■ INPUT MATERIAL ■
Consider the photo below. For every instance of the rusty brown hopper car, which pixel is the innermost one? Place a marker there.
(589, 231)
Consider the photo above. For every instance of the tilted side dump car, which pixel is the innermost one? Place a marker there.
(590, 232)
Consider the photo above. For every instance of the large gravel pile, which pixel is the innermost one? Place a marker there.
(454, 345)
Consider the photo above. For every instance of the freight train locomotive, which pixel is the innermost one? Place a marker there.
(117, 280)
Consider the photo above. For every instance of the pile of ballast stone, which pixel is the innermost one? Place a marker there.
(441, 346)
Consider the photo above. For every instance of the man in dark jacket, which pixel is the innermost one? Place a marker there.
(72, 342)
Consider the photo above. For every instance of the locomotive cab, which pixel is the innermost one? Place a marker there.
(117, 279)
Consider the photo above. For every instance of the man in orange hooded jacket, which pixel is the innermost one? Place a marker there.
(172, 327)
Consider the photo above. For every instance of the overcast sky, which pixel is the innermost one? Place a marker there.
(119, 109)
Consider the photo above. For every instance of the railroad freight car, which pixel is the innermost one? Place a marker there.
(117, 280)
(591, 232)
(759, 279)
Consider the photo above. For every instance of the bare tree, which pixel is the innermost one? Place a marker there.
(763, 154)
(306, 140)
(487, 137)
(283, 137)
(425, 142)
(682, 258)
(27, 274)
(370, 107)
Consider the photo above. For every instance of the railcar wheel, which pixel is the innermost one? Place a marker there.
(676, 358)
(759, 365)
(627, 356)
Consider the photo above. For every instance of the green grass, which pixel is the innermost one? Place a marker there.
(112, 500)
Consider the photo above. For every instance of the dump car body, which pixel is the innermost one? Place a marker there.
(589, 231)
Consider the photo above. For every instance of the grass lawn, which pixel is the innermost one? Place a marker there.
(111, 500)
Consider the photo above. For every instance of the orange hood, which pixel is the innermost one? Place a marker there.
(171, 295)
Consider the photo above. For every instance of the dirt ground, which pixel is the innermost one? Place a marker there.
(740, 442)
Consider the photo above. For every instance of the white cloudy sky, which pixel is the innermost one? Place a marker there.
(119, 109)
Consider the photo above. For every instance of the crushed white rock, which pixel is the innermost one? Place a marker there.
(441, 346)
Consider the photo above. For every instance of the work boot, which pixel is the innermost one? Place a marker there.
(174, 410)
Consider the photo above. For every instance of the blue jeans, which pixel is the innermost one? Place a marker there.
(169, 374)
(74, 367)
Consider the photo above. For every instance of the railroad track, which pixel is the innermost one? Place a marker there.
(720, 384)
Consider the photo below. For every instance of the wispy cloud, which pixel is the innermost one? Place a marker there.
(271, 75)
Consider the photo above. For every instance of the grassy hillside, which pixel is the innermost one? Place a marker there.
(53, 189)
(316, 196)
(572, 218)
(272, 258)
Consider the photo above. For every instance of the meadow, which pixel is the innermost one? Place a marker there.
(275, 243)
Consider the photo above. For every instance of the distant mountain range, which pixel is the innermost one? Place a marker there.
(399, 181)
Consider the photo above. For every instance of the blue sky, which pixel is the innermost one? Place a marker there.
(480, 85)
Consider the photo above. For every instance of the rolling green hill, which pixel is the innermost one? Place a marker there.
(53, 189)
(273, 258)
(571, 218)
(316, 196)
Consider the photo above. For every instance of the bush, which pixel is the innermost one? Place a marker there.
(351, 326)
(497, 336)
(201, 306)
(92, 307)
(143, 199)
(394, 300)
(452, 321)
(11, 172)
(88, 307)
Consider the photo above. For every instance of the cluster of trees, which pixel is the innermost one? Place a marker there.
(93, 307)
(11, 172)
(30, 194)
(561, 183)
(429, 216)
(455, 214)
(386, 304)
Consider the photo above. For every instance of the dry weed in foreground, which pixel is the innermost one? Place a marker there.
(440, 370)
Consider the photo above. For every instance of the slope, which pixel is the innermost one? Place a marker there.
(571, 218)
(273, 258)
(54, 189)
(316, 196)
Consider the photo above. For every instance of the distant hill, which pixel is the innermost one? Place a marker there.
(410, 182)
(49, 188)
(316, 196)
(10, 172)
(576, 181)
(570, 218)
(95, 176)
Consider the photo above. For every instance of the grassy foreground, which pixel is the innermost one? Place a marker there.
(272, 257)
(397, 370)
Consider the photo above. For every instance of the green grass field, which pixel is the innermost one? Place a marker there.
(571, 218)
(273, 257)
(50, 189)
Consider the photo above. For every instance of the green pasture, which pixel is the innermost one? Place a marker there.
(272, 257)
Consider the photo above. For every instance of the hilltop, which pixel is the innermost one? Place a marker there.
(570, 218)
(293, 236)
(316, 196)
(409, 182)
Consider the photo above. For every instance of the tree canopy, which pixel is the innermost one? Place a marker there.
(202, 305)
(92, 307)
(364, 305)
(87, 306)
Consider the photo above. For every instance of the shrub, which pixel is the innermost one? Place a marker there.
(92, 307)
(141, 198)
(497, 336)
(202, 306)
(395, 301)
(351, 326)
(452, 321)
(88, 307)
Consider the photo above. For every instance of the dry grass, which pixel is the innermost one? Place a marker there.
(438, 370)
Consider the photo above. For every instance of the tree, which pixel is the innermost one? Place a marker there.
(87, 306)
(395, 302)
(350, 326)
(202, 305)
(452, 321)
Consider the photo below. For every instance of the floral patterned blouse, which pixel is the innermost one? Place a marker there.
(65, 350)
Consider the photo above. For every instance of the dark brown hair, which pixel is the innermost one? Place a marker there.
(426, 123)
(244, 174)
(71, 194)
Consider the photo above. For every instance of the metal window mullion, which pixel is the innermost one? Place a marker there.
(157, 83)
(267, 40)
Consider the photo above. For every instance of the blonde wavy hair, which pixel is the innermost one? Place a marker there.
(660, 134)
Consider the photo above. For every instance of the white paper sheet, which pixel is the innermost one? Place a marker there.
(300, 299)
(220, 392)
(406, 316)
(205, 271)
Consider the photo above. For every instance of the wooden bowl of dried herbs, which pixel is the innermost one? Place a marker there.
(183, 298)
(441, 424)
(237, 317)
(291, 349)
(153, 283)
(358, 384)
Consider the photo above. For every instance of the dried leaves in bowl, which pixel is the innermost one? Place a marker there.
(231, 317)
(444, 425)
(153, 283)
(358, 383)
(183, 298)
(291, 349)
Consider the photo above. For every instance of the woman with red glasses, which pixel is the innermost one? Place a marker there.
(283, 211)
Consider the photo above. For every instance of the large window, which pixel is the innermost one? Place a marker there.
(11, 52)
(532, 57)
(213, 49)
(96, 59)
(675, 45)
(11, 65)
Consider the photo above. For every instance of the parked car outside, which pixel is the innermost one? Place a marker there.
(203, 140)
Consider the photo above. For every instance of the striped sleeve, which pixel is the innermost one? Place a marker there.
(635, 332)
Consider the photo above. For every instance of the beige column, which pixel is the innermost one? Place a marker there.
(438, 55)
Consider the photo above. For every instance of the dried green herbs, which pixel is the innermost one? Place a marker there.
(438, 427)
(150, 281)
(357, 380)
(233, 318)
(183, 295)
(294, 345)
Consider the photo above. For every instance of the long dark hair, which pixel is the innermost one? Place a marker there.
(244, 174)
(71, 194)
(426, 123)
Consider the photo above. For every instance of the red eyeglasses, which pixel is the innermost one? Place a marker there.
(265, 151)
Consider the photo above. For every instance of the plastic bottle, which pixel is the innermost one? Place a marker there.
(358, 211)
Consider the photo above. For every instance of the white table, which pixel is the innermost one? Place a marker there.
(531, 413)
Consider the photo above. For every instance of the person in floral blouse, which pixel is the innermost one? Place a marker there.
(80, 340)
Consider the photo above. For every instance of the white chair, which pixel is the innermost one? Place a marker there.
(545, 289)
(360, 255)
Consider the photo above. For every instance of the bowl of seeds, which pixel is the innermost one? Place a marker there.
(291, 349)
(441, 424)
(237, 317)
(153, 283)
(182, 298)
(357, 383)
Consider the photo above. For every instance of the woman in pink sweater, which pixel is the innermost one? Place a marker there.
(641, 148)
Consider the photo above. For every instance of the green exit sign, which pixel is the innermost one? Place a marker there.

■ WHAT NEEDS TO BE DONE ■
Reproduce only the lines from the line containing "white table, which" to the last line of the material above, both of those lines included.

■ SOLUTION TO THIS TASK ■
Consider the photo above. For every instance of the white table, which pixel is the innermost one? Place a marker there.
(531, 413)
Consider the photo above. For every instance of the person in floral blouse, which pixel is the innermost one? Place a marker there.
(80, 340)
Consider the photo above. For every instance of the white chair, which pixel is the innermost one? Place a marker there.
(545, 289)
(360, 255)
Consider the photo above. For every instance of the bowl of seeds, which pixel is the innermost one? Place a marker there.
(291, 349)
(441, 424)
(237, 317)
(153, 283)
(182, 298)
(357, 383)
Consider the photo above. For every instance of the woman in pink sweater, which pixel is the innermost one? Place a marker there.
(641, 148)
Consider the photo above. For every instance of the green exit sign, which pixel is the innermost one? Place a marker there.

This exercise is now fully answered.